> Exercise prompt: Copy the entries below word for word, but omit any pictures they contain.

Dataset items
================
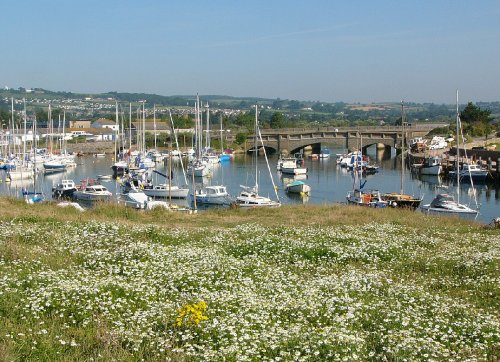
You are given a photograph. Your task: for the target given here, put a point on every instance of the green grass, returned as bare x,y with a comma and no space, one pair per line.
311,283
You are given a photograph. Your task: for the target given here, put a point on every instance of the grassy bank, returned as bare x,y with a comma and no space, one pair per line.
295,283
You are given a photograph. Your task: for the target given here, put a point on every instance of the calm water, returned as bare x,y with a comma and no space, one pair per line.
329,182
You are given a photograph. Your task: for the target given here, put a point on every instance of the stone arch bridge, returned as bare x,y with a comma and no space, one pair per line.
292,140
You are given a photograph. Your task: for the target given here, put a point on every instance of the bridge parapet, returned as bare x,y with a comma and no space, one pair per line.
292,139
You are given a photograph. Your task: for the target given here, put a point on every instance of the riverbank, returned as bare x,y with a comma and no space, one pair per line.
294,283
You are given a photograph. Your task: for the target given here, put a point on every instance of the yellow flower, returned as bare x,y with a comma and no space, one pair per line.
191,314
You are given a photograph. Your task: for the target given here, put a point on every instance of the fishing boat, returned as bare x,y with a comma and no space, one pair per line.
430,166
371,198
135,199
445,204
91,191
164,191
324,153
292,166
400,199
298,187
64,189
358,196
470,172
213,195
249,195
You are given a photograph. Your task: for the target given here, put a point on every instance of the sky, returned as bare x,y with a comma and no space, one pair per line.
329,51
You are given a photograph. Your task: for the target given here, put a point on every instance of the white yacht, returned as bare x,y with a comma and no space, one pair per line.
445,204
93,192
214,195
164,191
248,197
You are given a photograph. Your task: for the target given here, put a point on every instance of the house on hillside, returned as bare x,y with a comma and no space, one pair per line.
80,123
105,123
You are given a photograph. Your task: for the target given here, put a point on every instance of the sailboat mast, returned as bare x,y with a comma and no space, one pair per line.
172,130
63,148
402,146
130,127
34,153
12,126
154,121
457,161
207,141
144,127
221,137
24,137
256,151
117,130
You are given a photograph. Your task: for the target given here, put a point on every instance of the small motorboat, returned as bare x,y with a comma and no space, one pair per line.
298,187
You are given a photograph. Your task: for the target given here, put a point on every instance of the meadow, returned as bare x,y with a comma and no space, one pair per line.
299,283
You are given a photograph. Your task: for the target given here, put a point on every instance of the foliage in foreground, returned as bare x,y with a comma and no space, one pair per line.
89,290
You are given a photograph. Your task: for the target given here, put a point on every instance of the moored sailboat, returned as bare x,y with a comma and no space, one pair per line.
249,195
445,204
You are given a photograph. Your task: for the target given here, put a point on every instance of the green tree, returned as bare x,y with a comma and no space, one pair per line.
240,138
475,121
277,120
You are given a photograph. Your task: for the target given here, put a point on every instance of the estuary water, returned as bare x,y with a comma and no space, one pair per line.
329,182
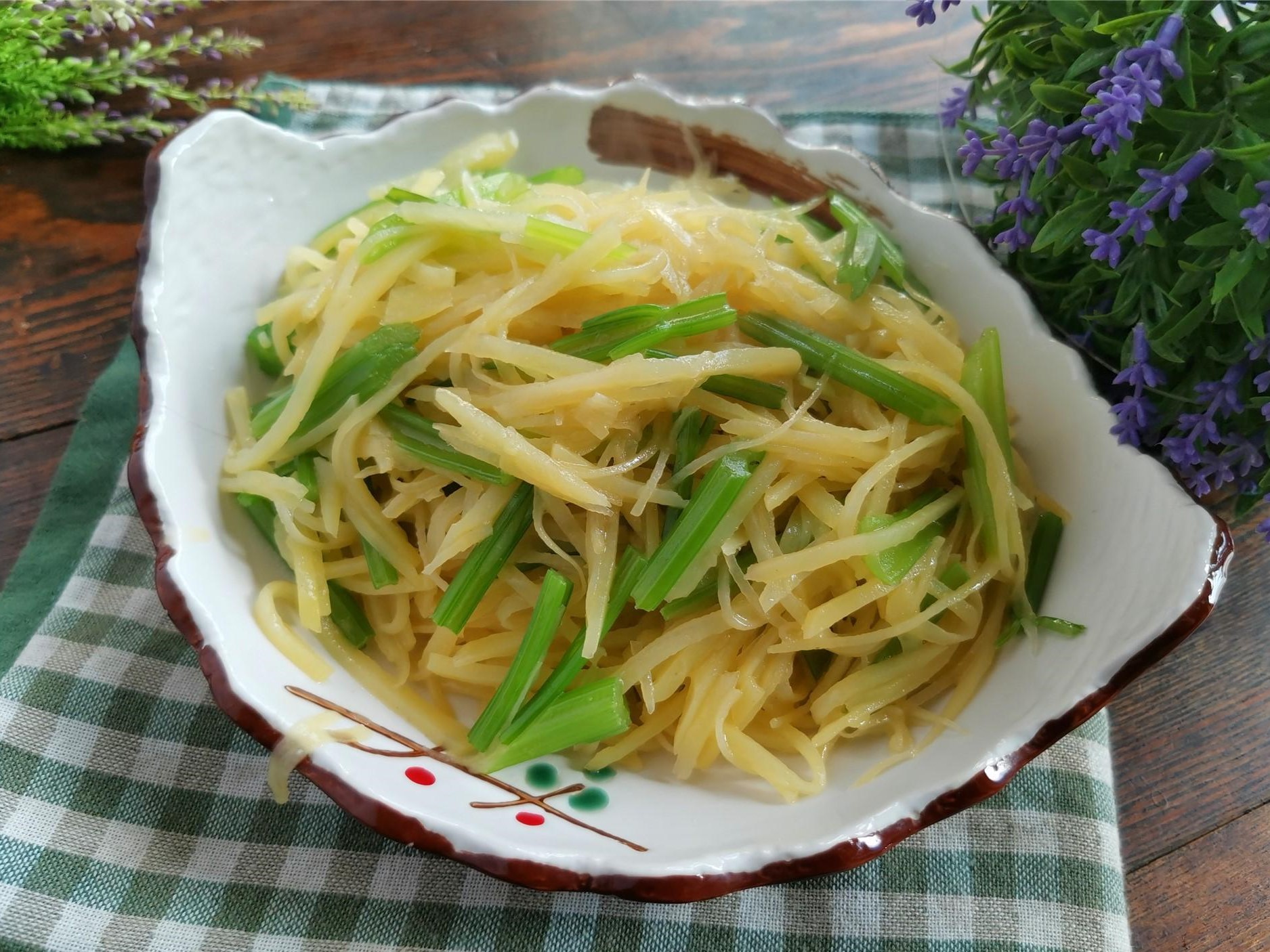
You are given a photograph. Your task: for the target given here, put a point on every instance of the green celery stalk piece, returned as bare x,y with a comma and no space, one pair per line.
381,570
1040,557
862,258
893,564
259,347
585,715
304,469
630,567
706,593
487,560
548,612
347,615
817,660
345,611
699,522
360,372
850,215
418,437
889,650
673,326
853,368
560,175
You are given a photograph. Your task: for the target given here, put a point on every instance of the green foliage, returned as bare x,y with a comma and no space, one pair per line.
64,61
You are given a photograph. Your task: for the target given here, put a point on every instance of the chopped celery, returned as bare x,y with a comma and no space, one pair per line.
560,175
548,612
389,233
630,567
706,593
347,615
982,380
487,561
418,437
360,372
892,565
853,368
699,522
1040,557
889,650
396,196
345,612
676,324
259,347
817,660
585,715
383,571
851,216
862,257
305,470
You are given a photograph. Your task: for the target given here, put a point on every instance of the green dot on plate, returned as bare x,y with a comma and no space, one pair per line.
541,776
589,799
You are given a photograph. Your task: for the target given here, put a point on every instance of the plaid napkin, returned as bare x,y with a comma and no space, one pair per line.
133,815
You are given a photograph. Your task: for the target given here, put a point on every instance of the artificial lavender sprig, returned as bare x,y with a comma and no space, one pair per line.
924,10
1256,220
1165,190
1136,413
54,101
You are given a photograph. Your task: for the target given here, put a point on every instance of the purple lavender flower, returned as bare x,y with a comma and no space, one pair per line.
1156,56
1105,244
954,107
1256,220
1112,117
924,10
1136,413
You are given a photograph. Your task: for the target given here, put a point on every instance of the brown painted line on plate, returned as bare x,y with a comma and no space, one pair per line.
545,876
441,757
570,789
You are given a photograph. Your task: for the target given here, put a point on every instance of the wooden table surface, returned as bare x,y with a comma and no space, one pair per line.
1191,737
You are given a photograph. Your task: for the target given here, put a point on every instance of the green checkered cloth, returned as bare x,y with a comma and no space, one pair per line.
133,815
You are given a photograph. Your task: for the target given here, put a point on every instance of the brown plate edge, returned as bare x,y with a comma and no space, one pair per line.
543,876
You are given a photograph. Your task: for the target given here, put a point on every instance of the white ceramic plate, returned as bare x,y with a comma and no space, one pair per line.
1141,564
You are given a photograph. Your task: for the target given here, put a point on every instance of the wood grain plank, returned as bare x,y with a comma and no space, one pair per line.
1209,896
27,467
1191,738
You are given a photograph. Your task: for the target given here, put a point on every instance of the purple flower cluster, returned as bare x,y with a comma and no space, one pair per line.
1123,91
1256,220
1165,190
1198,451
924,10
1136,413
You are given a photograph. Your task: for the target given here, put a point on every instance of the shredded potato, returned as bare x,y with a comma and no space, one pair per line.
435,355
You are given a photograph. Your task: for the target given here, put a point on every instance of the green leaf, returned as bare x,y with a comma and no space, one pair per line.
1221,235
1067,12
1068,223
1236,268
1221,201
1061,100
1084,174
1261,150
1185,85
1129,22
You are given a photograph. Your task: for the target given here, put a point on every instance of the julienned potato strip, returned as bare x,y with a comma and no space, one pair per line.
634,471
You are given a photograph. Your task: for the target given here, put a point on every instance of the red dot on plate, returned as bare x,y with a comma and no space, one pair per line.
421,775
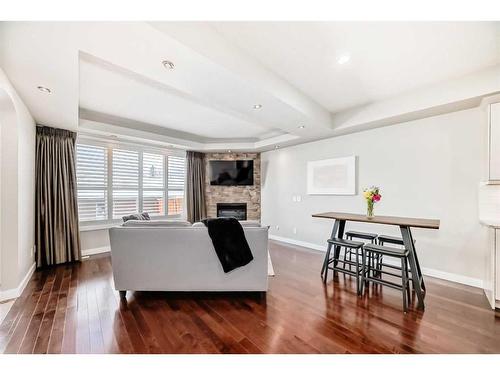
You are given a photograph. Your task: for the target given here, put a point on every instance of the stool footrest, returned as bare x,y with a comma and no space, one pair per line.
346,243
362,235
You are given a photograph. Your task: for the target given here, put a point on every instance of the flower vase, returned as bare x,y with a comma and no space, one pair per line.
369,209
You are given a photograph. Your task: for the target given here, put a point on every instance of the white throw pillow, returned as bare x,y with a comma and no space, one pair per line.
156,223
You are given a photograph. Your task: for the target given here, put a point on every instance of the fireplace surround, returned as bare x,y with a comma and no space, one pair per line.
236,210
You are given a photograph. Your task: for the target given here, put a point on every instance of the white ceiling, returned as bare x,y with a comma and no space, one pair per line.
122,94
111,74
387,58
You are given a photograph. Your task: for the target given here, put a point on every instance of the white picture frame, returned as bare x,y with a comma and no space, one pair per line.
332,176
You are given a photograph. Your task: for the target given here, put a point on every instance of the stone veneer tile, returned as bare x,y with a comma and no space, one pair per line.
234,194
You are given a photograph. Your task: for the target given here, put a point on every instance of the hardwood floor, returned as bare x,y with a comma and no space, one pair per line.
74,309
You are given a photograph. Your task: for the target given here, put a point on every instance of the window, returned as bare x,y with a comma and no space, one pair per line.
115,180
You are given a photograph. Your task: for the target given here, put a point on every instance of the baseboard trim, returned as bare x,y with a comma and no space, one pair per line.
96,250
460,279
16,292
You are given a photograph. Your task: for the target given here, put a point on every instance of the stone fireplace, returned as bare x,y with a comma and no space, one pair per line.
================
> Response:
You are given a photograph. Your task: for the target given here, put a point on every instance of the green grass, returned as bare x,y with a comma and no space, one pair per line.
311,283
You are given a photograph. Your task: for the target given here, put a point on every instance of the grassy bank, returned as bare x,y with a comma and no space, one pair per line.
295,283
You are given a photograph. Your task: for the target given here, put a point on every instance of the calm water, returned as bare x,y with a comma and no space, one pair per line.
329,182
You are given a photograph. Your task: for the target given here, put a point on every instance of the stone arch bridge, returned as bare x,y with a comma and no space, one pair per line.
292,140
You are given a photograph. Your task: for the target given here, put a point on every instance of the bridge parapet, returned as bare x,y with a comma and no space, one pair per line.
292,139
You are given a photograph. Your task: for the target given here, put a point on every instance of the riverbank, returned as bare x,y with a comma and no space, one pair per line.
294,283
You are given a photograph. Your task: for the target given here, put a point on every instance of the yellow flower, returned as bare x,y with a comma and no space, one pair per line.
191,314
You are given a photograph. Your task: for the target given here, put a point on every instance of the fishing boat, returned as bare x,y with a comma and no space, one pair per line.
430,166
371,198
135,199
445,204
91,191
164,191
324,153
292,166
400,199
298,187
64,189
358,196
470,172
213,195
249,195
You are given a photograph. Your task: for the target given here, put a point on every instance of the sky, returned as bare x,y with a comma and no space, one pair per line.
329,51
You are given a photograph. Your task: for the target given here, put a point on every instance of the white yacht, returned as bare x,y with a comma and no space, one pair per line.
445,204
93,192
214,195
164,191
248,197
You are given a photograph. Your task: for the target given here, put a point on every instance of the house on hillside, returned as bare x,y with a comma and no space, one pair per line.
80,123
105,123
You are given a photograph. Your task: for the target given here, put a point on every instance of the sailboat mast, returned as bare x,y with a comma and no space, one pair per line.
172,130
63,148
402,146
130,127
34,153
12,126
154,121
457,161
207,141
144,127
221,137
24,137
256,151
117,130
You are given a photograph. Your task: for the target given here, put a point on every instance of the small motorboat, returned as bare x,y with a comma and no space, one pair per line.
298,187
You are given a photograph. Your task: for the target given here, put a point on every instance of the meadow, returned as bare x,y with a comma and no space, one pair per line.
299,283
You are given a photograph. Your task: for the target given here, put a point on every instance of the foliage in foreground, returned as bare x,y with a comma and no space, one pair per line.
89,290
You are given a photograph. Your task: for the target given here, put a point on every instance of the moored sailboat, returned as bare x,y with a comma and no space, one pair per line.
249,195
445,204
You are given a photograph. Your task: for the target given here, put a point on every instance of the green tree, returned as bare x,y with a comma and no space, one pair per line.
240,138
475,121
277,120
You are given a photograph. Your task: for the target given here, put a point on every instance of the estuary water, returned as bare x,y with a comma and no space, one pair per line.
329,182
You are given a photograph. Your task: for the target given here, put a point on every instance of the green celery stalk piece, returned as bare x,y with a comma and no space, one pair per line.
381,570
1040,557
862,258
893,564
259,347
585,715
304,469
630,567
706,593
487,560
548,612
347,615
817,660
345,611
699,522
360,372
850,215
418,437
889,650
673,326
853,368
560,175
You are given a photograph. Your task: for the target given here, put a point on every instance of the green foliage, returned as bare x,y with a comma and no space, one pair per line.
64,61
You are given a photograph. Your task: for the target given here, put a point on every instance of the chopped celery, returned as bare x,y with a comma and no space, one pair per line.
560,175
548,612
389,233
630,567
706,593
347,615
982,380
487,561
418,437
360,372
892,565
853,368
699,522
1040,557
889,650
396,196
345,612
676,324
259,347
817,660
585,715
383,571
851,216
862,257
305,470
You are given a photograph. Your task: for the target given here, put a point on every instance of the green dot on plate, returned as bare x,y with a comma and no space, one pair per line.
541,776
589,799
You are given a photograph. Your task: for the target given here, put a point on every instance of the plaid napkin, returned as bare x,y with a comma and no space, one pair per line.
133,815
You are given a photograph. Your task: for the target given here, put a point on every instance of the artificial lavender sprig, returned as bare x,y with a comma and no space, one pair per line.
924,10
1256,220
1165,190
1136,413
54,101
You are given a photograph. Your task: for the target given here, put a point on every instance of the purple lavender flower, returned as bare x,y with a comma and no space, one pair per line.
1156,56
1105,244
954,107
1256,220
1112,117
924,10
1136,413
You are given a photograph. Your task: for the target given here, put a point on every instance of the brown painted line on plate, returned as bare x,y with a comma and no space, one pair per line.
545,876
441,757
570,789
You are given a photograph. Your task: for the target given here, put a point on every instance of the wooden table surface, returned as bare x,y with a comma and no space, one pair per line.
1191,737
You are given a photograph. Your task: for the target given here, put a point on every instance of the green checkered cloth, returned as bare x,y with a comma and no space, one pair per line.
133,815
You are given a photograph. Your task: for the target given here, put a point on every instance of the brown plate edge, returned as bare x,y with a comma and no space, one pair per line.
543,876
You are given a photograph. Your task: for the target given here, put a point on every instance of the white ceramic plate, returned as bare x,y with a comma and no space, one pair per line.
1141,564
You are given a photograph. Your task: for the target given here, put a point on every instance of the wood grain plank, returned as bare x,y with a comma and no space, one pair per line.
1209,896
27,467
1191,738
You are given a photograph. Your task: for the target given here, put a point on every instance of the purple flower cluster, returned as bare x,y with a comma and no space, one pair per line.
1123,91
1256,220
1165,190
1198,451
924,10
1136,413
You are given a photograph. Your task: for the target given here, put a point on every instance of the shredded potato, returned as bare x,y with a comma and no space, one pair per line.
435,355
You are given a photograph. Your task: for the target given here, put a point on every instance of the green leaf, returned as bare x,y with a comma and no space, one pair per line.
1221,235
1067,12
1068,223
1236,268
1221,201
1061,100
1084,174
1261,150
1185,85
1129,22
You are given a photograph. Your task: for the target given here, put a point on every instance of the julienned potato strip, returned as bare x,y with a comma and no space, one pair per line.
634,471
You are given a photograph. Your task: for the target given here, put a point on every instance of the red dot on plate, returned as bare x,y with a comma and no space, one pair per line.
421,775
You are given a photograph. Your task: for the target given here, put a point on every instance of the stool footrest, returned as bare x,y with a comma and no space, one pair per line.
346,243
362,235
You are given a photograph. Your task: for the target given here, put a point on every instance of the flower vase, returned as bare x,y with a comma and no space, one pair per line.
369,209
You are given a photograph. Your task: for the target given here, put a point on every instance of the white throw pillow, returned as bare x,y with a comma and no space, one pair per line.
156,223
You are given a photograph. Your task: for the target given here, put a point on every instance of the fireplace surround, returned as bare x,y with a comma and no space, one pair per line.
236,210
You are given a photograph. Your task: for the target given here, put a point on every instance of the white ceiling, returned as bare x,y with a comma and no space, one pair per line.
122,94
111,74
387,58
You are given a photograph. Your task: for the target given here, put a point on every instance of the white picture frame, returned as bare x,y with a comma and no space, one pair per line.
332,176
You are given a photograph. Your task: for the target given here, put a point on every instance of the stone veneer tile, returned as bare x,y with a comma and no space, one pair per line.
234,194
You are given a photograph. Your task: for the target given here, put a point on every instance of the hardwood floor, returned as bare x,y with a comma and no space, one pair per line.
74,309
You are given a photograph. Your task: for the target given here, put a point on every instance of the window, returned as bare x,y with a comma and no space, one pair per line.
115,180
You are given a photograph. Your task: for the target given here, put a point on every instance of the baseboard trim, returned as bare x,y with a comma and no space, one pair per line.
96,250
460,279
16,292
You are given a photograph. Your task: for the target given here, put a point on every instance of the stone fireplace, returned as bare x,y with a comma and no space, one pair per line.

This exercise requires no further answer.